======== EXTRACTED RECORDS
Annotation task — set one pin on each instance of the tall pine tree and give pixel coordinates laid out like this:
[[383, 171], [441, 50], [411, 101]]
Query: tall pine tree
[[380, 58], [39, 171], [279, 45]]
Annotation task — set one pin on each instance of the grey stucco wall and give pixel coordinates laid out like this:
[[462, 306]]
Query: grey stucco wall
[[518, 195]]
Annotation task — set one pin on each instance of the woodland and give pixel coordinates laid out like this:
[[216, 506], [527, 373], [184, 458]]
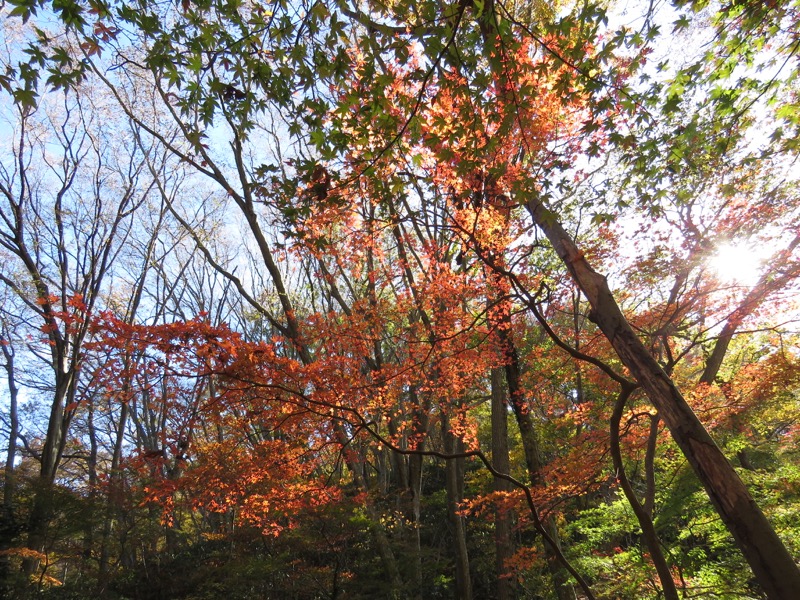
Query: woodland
[[403, 299]]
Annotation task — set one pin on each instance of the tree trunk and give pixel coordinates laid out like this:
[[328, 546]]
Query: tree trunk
[[454, 473], [503, 519], [771, 562]]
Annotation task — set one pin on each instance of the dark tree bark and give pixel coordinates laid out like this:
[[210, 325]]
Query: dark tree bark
[[503, 520]]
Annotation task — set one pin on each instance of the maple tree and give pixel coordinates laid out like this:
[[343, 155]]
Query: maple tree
[[425, 195]]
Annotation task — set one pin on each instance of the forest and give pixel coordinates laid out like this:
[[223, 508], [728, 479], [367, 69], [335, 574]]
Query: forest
[[400, 299]]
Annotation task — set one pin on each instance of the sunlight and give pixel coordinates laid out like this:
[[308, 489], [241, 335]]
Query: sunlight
[[737, 263]]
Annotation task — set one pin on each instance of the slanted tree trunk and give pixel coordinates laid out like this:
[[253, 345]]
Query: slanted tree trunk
[[773, 566]]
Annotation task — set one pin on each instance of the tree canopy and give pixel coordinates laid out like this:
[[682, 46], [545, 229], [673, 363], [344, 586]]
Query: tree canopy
[[333, 299]]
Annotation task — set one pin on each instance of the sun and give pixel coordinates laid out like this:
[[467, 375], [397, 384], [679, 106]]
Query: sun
[[737, 263]]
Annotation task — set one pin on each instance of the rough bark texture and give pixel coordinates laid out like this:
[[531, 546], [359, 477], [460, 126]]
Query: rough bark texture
[[454, 473], [503, 521], [771, 562]]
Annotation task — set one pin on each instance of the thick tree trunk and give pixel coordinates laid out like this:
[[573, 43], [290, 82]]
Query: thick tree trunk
[[642, 515], [771, 562]]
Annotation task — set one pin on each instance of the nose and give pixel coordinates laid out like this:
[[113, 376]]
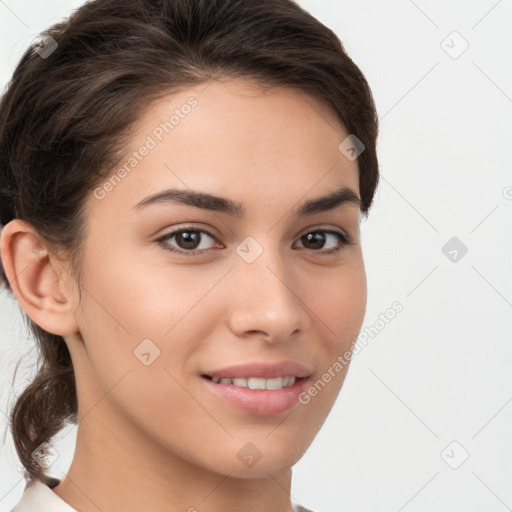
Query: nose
[[266, 299]]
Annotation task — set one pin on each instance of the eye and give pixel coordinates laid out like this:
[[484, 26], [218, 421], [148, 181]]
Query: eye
[[189, 241], [318, 238]]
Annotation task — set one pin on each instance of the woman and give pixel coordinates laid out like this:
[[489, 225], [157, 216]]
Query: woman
[[182, 184]]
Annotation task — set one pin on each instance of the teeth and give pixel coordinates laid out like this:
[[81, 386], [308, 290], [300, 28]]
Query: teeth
[[258, 383]]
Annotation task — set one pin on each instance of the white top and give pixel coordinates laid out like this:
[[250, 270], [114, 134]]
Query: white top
[[38, 497]]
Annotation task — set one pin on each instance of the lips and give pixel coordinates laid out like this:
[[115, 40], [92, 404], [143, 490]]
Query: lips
[[260, 370]]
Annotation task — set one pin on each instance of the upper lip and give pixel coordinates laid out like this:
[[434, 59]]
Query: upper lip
[[262, 370]]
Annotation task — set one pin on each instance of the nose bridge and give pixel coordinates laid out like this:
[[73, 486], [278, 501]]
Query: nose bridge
[[266, 299]]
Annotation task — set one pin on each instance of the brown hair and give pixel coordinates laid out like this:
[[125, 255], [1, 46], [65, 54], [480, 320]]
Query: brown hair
[[65, 117]]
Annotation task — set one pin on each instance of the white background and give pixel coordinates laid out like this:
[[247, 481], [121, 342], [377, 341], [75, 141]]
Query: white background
[[440, 371]]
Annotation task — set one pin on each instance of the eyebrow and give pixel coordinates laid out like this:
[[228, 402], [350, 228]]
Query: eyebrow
[[339, 197]]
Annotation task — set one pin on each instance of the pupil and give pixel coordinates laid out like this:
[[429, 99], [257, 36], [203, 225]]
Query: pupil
[[189, 238], [316, 237]]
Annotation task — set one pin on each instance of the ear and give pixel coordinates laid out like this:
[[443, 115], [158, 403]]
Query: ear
[[37, 279]]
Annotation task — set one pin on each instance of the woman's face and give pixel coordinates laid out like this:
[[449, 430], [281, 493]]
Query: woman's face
[[265, 286]]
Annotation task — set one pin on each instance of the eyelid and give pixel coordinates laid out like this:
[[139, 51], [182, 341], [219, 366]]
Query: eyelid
[[343, 237]]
================
Copy every row above word for word, leaving out the pictures.

Annotation task — set one pin on each instance of the tall pine tree and give pixel coordinates laid out like this:
[[383, 171], [441, 50], [411, 101]]
Query: tall pine tree
[[380, 58], [39, 171], [279, 45]]
Annotation task — set one pin on each instance of the grey stucco wall and give pixel coordinates laid out like this:
[[462, 306]]
Query: grey stucco wall
[[518, 195]]
Annotation task — set one pin on each instance of the woodland and give pixel coordinates laid out like this:
[[216, 506], [527, 373], [184, 458]]
Query: woodland
[[403, 299]]
Annotation task — set one pin on each instance of the tree trunk and give pixel coordinates laid out like this:
[[328, 546]]
Query: tree trunk
[[454, 473], [503, 519], [771, 562]]
Annotation task — set one pin on each instance of the dark tree bark and give pixel coordinates laid out like this:
[[210, 325]]
Query: dark tree bark
[[503, 520]]
Annotation task — set one pin on each instance of the maple tree and give pixel coordinates laid out like this:
[[343, 155]]
Query: maple tree
[[425, 195]]
Annotation task — set one pin on each instance of the forest and give pixel coordinates laid out like this:
[[223, 508], [728, 479], [367, 69], [335, 574]]
Query: forest
[[400, 299]]
Annotation task — set one pin on each instance of the sunlight and give pixel coordinates laid out like this:
[[308, 489], [241, 335]]
Query: sunlight
[[737, 263]]
Annotation task — set one pin on each instance of the slanted tree trunk and give pixel coordinates laid out like this:
[[253, 345]]
Query: slanted tree trunk
[[773, 566]]
Annotation task — set one pin on each instance of the tree canopy and give pixel coordinates laid out like this:
[[682, 46], [545, 229], [673, 363], [344, 586]]
Query: tree canopy
[[333, 299]]
Annotation task — set one pin on each instance of the sun and give pixel coordinates laid out like this:
[[467, 375], [397, 384], [679, 106]]
Query: sun
[[737, 263]]
Annotation task — set one pin on each instance of the rough bark texture and give pixel coordinates laid out like this:
[[531, 546], [359, 477], [460, 126]]
Query: rough bark texture
[[454, 473], [503, 521], [771, 562]]
Annotation task — set one pin on each instance of the thick tree trunk and give pixel coordinates laid out like this:
[[573, 43], [290, 82]]
Query: thick tree trunk
[[642, 515], [771, 562]]
Annotation task — set one pin on each instance of the nose and give pixel coordinates laid out like this:
[[113, 376]]
Query: nose
[[266, 299]]
Annotation task — set one pin on each instance of the eye and give pixel coordinates laid out like this:
[[484, 26], [218, 421], [148, 181]]
Query: eye
[[189, 241], [318, 238]]
Annotation task — set one pin on each instance of the woman and give pixel coordinates laid out like this:
[[489, 225], [157, 216]]
Query: woman
[[182, 184]]
Annotation task — set one pin on each instance of the teeth and give pixel coordinates laid out like this:
[[81, 386], [308, 290], [300, 28]]
Query: teeth
[[258, 383]]
Annotation task — set one pin on each instance of the white top and give pixel coordinates laid out like this:
[[250, 270], [114, 134]]
Query: white top
[[38, 497]]
Annotation task — set one pin on each instance of the lips and give pixel coordinates laid out like this:
[[115, 40], [92, 404], [143, 490]]
Query: lips
[[260, 370]]
Annotation task — set one pin on each instance of the upper lip and give pixel coordinates laid out like this:
[[434, 59]]
Query: upper lip
[[262, 370]]
Annotation task — set one pin on each instance of the nose bridge and give pixel coordinates laid out like this:
[[73, 486], [278, 501]]
Query: nose bridge
[[266, 299]]
Annotation task — set one pin on each instance of the brown hair and give pixel coordinates laid out like this:
[[125, 255], [1, 46], [65, 54], [480, 320]]
Query: brown hair
[[65, 117]]
Annotation task — set one pin on each instance of the white background and give pixel coordinates laid out like this:
[[247, 481], [121, 342], [377, 341], [75, 141]]
Query: white background
[[440, 371]]
Annotation task — set one pin on each instance of the eyebrow and give pixel coordinates laid out like this:
[[228, 402], [350, 228]]
Query: eyebrow
[[339, 197]]
Annotation task — set one pin on each instance of the pupil and give pixel coordinates laid out like this:
[[429, 99], [257, 36], [203, 225]]
Query: pupil
[[189, 238], [316, 237]]
Annotation task — set one pin on each instance of the ear and give pixel coordinates laid out like this:
[[443, 115], [158, 403]]
Query: ear
[[37, 279]]
Annotation task — set one pin on each instance of the woman's face and give pixel coordinates laid out like this:
[[449, 430], [281, 493]]
Query: woman's face
[[265, 286]]
Annotation task — set one pin on each instance of the eyelid and give pixel coordinates laid out like this:
[[139, 51], [182, 341], [219, 366]]
Query: eyelid
[[343, 237]]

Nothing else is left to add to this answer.